SET EXERCISE: Retype every one of the rows below character for character, leaving the pictures out of your answer.

[Entries from a dataset]
----------------------------------------
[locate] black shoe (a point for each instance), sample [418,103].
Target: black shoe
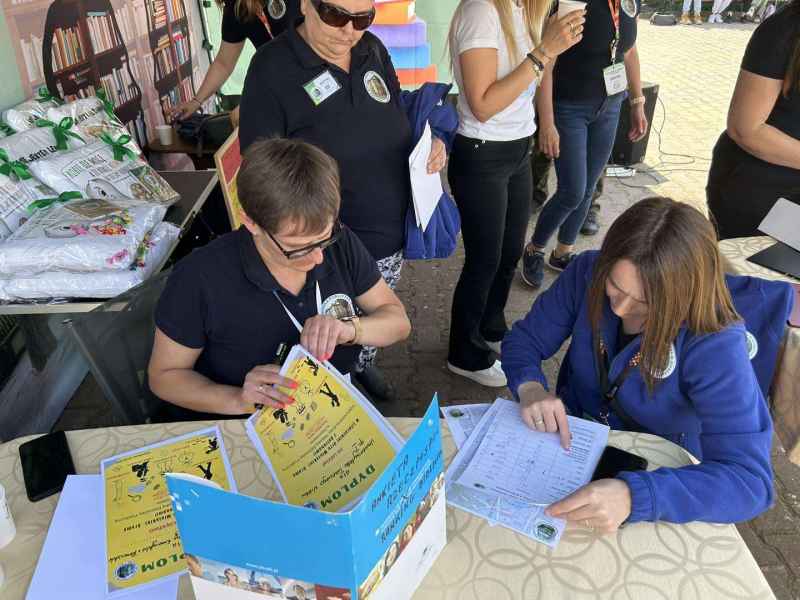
[559,263]
[590,225]
[377,388]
----------------------------------------
SOLVED EXERCISE:
[locate] black shoe (a point for each instance), sample [418,103].
Target: black shoe
[559,263]
[590,225]
[377,388]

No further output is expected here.